This perhaps isn’t unlike a similar question. If your child is marrying outside the church, perhaps in a civil ceremony, should you participate in the wedding? Give the bride away or whatever.
Or for some reason are these times when it is better to avoid any disapproval over a bad decision on your child’s part? Feel free to try to convince me otherwise; I would be interested in hearing what there is to say.
In my opinion, maintaining a bond with my child is more important than his correct choice of religion at some temporal point in his life. I may not “approve” of a decision my child would make, but if the child is of age then I would go to his wedding. For that matter, I go to other people’s weddings who are not Catholic.

I believe that one way or another, a civil wedding can be just as serious a bond as a religious one. Evidently the Church thinks so, or such weddings would never have to go to annulment proceedings.

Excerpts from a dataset
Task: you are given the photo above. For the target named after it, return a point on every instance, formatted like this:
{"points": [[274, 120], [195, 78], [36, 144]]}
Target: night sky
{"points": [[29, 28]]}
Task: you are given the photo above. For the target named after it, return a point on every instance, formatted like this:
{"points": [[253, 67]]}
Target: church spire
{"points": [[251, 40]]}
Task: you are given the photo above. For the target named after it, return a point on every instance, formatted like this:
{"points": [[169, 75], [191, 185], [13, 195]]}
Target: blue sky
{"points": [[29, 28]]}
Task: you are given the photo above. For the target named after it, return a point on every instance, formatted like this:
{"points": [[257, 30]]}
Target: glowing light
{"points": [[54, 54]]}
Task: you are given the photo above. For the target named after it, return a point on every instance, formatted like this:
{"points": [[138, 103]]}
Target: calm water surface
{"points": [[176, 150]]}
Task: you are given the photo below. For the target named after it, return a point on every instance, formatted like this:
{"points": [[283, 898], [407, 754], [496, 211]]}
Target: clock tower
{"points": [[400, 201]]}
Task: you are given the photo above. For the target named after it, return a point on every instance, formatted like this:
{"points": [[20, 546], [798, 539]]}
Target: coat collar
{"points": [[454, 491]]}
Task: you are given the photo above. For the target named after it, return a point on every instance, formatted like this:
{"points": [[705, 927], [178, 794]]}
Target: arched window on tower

## REQUIREMENT 1
Write out the stretch of the civil-wedding post from "Or for some" through "there is to say.", swapping "disapproval" for "disagreement".
## REQUIREMENT 2
Sum up the civil-wedding post in two sentences.

## EXPECTED ANSWER 1
Or for some reason are these times when it is better to avoid any disagreement over a bad decision on your child’s part? Feel free to try to convince me otherwise; I would be interested in hearing what there is to say.

## EXPECTED ANSWER 2
The writer asks whether a parent should take part when a child marries outside the church, for example in a civil ceremony. The writer holds that keeping the bond with the child matters more than the child's religious choice at one point in life, so they would attend an adult child's wedding, and adds that a civil wedding can be as serious a bond as a religious one, which the Church seems to accept since such weddings go to annulment proceedings.